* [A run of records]

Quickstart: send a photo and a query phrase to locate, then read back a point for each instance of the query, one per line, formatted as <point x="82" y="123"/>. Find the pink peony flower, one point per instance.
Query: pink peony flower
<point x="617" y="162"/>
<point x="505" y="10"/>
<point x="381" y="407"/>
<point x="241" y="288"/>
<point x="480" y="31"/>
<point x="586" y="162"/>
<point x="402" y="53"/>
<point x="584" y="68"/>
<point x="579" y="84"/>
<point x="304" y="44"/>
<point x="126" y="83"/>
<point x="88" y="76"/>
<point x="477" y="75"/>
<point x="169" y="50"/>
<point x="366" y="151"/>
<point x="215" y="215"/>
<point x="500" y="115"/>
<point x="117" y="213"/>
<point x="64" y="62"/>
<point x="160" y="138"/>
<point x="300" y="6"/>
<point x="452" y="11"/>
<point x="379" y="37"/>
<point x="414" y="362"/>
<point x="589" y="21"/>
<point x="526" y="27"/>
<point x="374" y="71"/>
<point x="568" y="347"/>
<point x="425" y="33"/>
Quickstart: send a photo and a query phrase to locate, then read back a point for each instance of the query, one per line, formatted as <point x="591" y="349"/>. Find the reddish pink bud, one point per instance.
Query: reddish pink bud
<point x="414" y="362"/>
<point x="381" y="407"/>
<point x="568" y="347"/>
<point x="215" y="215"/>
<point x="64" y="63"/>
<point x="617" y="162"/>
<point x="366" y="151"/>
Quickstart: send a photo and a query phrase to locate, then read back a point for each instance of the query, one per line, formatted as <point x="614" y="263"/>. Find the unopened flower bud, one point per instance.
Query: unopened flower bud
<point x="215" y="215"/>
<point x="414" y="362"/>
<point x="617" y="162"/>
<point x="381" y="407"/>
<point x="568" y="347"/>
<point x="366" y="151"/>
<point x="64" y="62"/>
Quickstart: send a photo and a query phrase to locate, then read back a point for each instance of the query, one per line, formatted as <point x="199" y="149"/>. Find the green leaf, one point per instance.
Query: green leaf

* [Task requirements]
Repeat every entry exactly, please.

* [Completed exercise]
Quickstart: send a photo and a query phrase to locate, then read back a point for each instance of the query, one per line, formatted as <point x="82" y="123"/>. Find the pink peony flower, one point per instance.
Query: pink peony flower
<point x="617" y="162"/>
<point x="505" y="10"/>
<point x="381" y="407"/>
<point x="241" y="288"/>
<point x="480" y="31"/>
<point x="586" y="162"/>
<point x="402" y="53"/>
<point x="584" y="68"/>
<point x="579" y="84"/>
<point x="304" y="44"/>
<point x="126" y="83"/>
<point x="88" y="76"/>
<point x="477" y="75"/>
<point x="169" y="50"/>
<point x="366" y="151"/>
<point x="215" y="215"/>
<point x="500" y="115"/>
<point x="117" y="213"/>
<point x="64" y="62"/>
<point x="160" y="138"/>
<point x="300" y="6"/>
<point x="452" y="11"/>
<point x="379" y="37"/>
<point x="414" y="362"/>
<point x="589" y="21"/>
<point x="526" y="27"/>
<point x="374" y="71"/>
<point x="568" y="347"/>
<point x="425" y="33"/>
Quickstart: send a photo and a query phrase to locate, then read back a point for each instance of the query, one per line, formatted as <point x="591" y="349"/>. Find the reddish pink bud, one point per instance.
Query: reddish pink bud
<point x="414" y="362"/>
<point x="381" y="407"/>
<point x="568" y="347"/>
<point x="215" y="215"/>
<point x="64" y="63"/>
<point x="617" y="162"/>
<point x="366" y="151"/>
Quickstart: send a photo and a query phrase to locate, then read back a point for each instance of the query, one per line, formatted as <point x="614" y="263"/>. Find the unopened flower bud, one point per instance.
Query: unopened flower bud
<point x="215" y="215"/>
<point x="414" y="362"/>
<point x="617" y="162"/>
<point x="381" y="407"/>
<point x="568" y="347"/>
<point x="366" y="151"/>
<point x="64" y="62"/>
Quickstart: send a photo and a query phrase to locate, then read back a point for each instance of the query, one per line, formatted as <point x="199" y="149"/>. Find the green leaf, one point per instance.
Query: green leaf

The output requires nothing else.